--- The records ---
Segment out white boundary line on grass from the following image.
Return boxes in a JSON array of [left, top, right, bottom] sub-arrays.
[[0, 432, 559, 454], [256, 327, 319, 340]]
---
--- The records ---
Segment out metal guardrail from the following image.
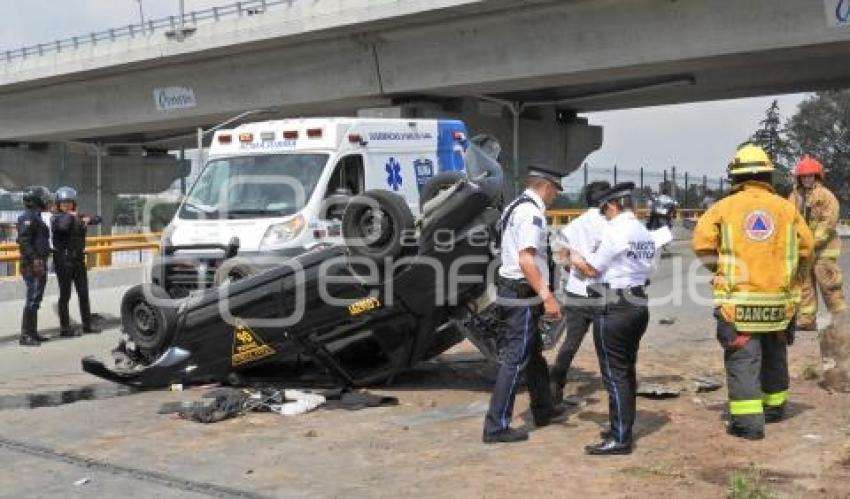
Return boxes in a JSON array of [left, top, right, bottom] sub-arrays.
---
**The problem:** If a line in the material above contains the word "Segment", copy it.

**Exercise output:**
Segment out white boundary line on grass from the following image.
Segment out metal guardrail from the following image.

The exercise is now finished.